### TRECHO DO DOCUMENTO:
┄┄┄┄┄┄
Outro estudo realizado pelo Raça e Saúde Pública mostrou que, em 2020, o excesso de mortalidade foi de 28% entre pretos e pardos em comparação a 18% entre pessoas de cor branca. São 36 mil óbitos a mais entre pessoas de cor preta e parda em relação às brancas. Em todas as faixas etárias, pessoas pretas e pardas morreram mais. A pandemia escancarou o que já era sabido: a desigualdade do acesso à saúde, tanto privada como pública.
Mas não são só números, mulheres e homens negros sentiram na pele o preconceito e a dificuldade do atendimento na saúde. A diarista Marilde Camargo, moradora de Fazenda Rio Grande, relata que só foi saber que havia contraído o vírus quando passou para seu filho. “Fui ao hospital e me mandaram de volta dizendo que eu estava com gripe. Eu sentia falta de ar, falei para eles, mas a impressão sempre é que a gente não é levada a sério”, conta. “Aí meu filho ficou ruim, conseguiu fazer o teste porque o patrão dele pediu e estava com covid”, diz.
┄┄┄┄┄┄
### DADOS REGISTRADOS:
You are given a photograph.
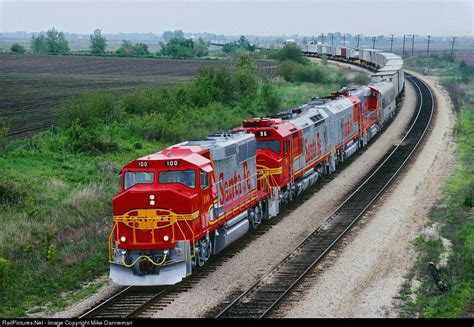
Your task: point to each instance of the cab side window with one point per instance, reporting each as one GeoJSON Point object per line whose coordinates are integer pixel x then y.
┄┄┄┄┄┄
No trecho do documento, transforme em lista o parágrafo que começa com "Outro estudo realizado". Mantenha os fatos principais.

- Segundo estudo do Raça e Saúde Pública, em 2020 o excesso de mortalidade foi de 28% entre pretos e pardos e de 18% entre brancos.
- Foram 36 mil óbitos a mais entre pessoas pretas e pardas do que entre brancas.
- Pretos e pardos morreram mais em todas as faixas etárias.
- A pandemia deixou clara a desigualdade no acesso à saúde, tanto privada como pública.